▸ Task goal
The answer should match the entries below word for word, minus their pictures.

Entries supplied START

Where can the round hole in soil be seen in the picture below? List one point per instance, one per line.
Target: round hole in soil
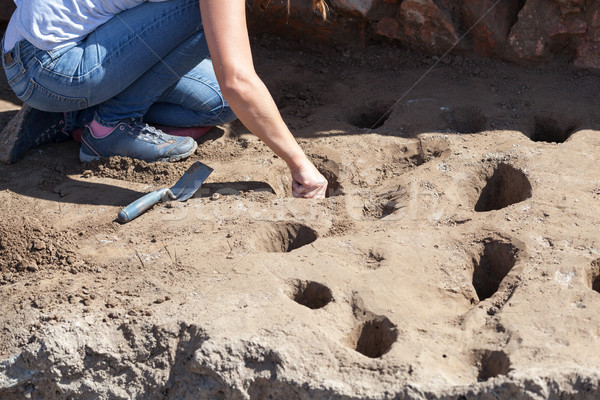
(494, 263)
(376, 337)
(373, 115)
(493, 364)
(594, 275)
(284, 237)
(506, 186)
(311, 294)
(548, 129)
(330, 170)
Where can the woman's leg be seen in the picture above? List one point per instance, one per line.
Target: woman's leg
(195, 100)
(119, 70)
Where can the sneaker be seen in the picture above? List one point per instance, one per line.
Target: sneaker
(28, 129)
(136, 139)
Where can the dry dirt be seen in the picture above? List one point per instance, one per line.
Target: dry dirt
(457, 256)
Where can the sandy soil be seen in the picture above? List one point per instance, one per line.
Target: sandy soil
(457, 255)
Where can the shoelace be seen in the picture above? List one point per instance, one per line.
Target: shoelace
(147, 131)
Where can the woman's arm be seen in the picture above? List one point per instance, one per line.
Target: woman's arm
(227, 36)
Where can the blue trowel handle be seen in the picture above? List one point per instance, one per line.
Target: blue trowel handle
(138, 207)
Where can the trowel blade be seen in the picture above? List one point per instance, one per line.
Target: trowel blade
(191, 181)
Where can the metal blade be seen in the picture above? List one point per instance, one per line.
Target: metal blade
(191, 181)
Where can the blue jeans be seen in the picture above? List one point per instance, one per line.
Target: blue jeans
(148, 62)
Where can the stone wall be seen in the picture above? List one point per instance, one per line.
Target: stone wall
(524, 31)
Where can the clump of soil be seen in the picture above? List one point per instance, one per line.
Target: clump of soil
(132, 170)
(28, 245)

Entries supplied END

▸ Solution for this problem
Where can the round hole in soil be seen in the picture below? List one point per instance, one per line.
Target: round hole in soil
(494, 263)
(376, 337)
(373, 115)
(493, 364)
(594, 275)
(284, 237)
(506, 186)
(311, 294)
(548, 129)
(330, 170)
Where can the woman's leg be seen in the picture above? List one point per instance, one per line.
Target: woman's leg
(195, 100)
(119, 70)
Where can the sneaker be seen in the picture above? List one point per instance, one per line.
Target: sneaker
(28, 129)
(136, 139)
Where can the dry dirt be seen in the picture above? List one point per instance, one per line.
Target: dry dirt
(457, 256)
Where can the sandy soil be seen in the picture above? List one point per instance, one per line.
Target: sandy soil
(457, 255)
Where can the shoelace be seen in the picture above? List one point per instance, one per line.
Target: shoelace
(147, 131)
Where can the woman's arm be seen in the picture above? List one point per instance, one per line.
Target: woman's arm
(227, 36)
Where can the blue trowel handle be seen in the picture above? List one point per instance, one per line.
Target: blue trowel handle
(138, 207)
Where can the trowel blade be seen in the picture above? List one point per instance, one per line.
Target: trowel blade
(191, 181)
Where can the metal blade be seen in the picture above? List one point per instance, one per line.
Target: metal blade
(191, 181)
Where can the blue jeans be seen in the picture above? List one point per instance, one per line.
Target: blue jeans
(148, 62)
Where can the stone wall be seen in the picture above? List one point per instance, one per line.
Target: stone wall
(524, 31)
Where can the clump of soil be seen in the picture above? List one point per instance, one per line.
Target: clump of soil
(132, 170)
(28, 245)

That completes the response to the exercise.